▸ **DOKUMEN**:
Mungkin penafsiran alegoris dan tradisi yang menyebut Salomo sebagai penulis Kidung Agung menyebabkan kitab ini masuk dalam kanon Alkitab. Penafsiran Yahudi yang paling awal (dalam Misyna dan Talmud) menerangkan bahwa Kidung Agung menggambarkan kasih Allah bagi Israel. Hal ini menjelaskan mengapa kitab ini digunakan pada hari paskah, yang merayakan perjanjian kasih Allah. Namun para rabi tidak puas dengan penjelasan umum tentang hubungan Allah dengan Israel, sehingga mereka brusaha menemukan rujukan kepada peristiwa-peristiwa tertentu dalam sejarah Israel. Tidak dapat disangkal ribuan orang Kristen dan orang Yahudi telah memperoleh manfaat rohani dari penafsiran Kidung Agung secara alegoris.

▸ **LATIHAN SINGKAT**:
Lanjutkan teks tentang penafsiran Kidung Agung di atas, mulai sesudah kalimat terakhirnya.

▸ **DATA TERCATAT**:
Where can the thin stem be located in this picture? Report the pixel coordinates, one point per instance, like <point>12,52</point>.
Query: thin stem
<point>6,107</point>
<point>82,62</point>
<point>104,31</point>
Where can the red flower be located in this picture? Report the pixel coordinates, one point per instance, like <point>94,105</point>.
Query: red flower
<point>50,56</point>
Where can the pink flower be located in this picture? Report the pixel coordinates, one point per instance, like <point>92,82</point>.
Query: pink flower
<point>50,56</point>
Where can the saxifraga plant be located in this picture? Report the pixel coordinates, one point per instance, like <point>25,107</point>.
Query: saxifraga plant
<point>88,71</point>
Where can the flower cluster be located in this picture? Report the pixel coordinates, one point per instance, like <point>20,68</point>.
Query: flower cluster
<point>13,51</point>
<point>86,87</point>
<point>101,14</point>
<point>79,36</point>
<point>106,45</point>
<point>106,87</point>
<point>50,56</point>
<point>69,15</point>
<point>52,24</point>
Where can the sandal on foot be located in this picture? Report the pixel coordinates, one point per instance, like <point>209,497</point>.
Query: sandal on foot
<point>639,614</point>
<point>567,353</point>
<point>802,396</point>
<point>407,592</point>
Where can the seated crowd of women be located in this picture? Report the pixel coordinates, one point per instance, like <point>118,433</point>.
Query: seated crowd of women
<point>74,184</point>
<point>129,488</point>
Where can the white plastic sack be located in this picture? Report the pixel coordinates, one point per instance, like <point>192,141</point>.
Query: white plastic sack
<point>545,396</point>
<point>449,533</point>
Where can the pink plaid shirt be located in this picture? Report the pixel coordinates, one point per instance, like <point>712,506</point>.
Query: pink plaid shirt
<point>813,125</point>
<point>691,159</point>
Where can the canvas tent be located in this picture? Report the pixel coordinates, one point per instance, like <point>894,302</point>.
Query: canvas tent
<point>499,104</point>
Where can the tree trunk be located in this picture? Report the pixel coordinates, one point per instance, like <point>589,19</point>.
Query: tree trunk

▸ **JAWABAN SOAL**:
Ӝ Tafsir Lambang

Tafsir lambang terletak antara teori Naturalistis dan Alegoris. Teori lambang mengatakan bahwa Kidung Agung mempunya dasar sejarah tapi selaras dengan firman Tuhan yang lain, juga mengandung tujuan agamawi dan isi rohani. Dalam kitab Kidung Agung dilukiskan teladan kasih manusiawi, guna memimpin jiwa kita ke dalam penghayatan tentang makna persekutuan dengan Allah. Memang kenyataan-kenyataan itu adalah fakta-fakta sejarah, tapi untuk tujuan agamawi maka fakta-fakta sejarah ini lalu diangkat ke dalam alam puisi. Oleh pengilhaman Roh Allah, maka kenyataan-kenyataan itu dilukiskan secara ideal dan diberi makna rohani.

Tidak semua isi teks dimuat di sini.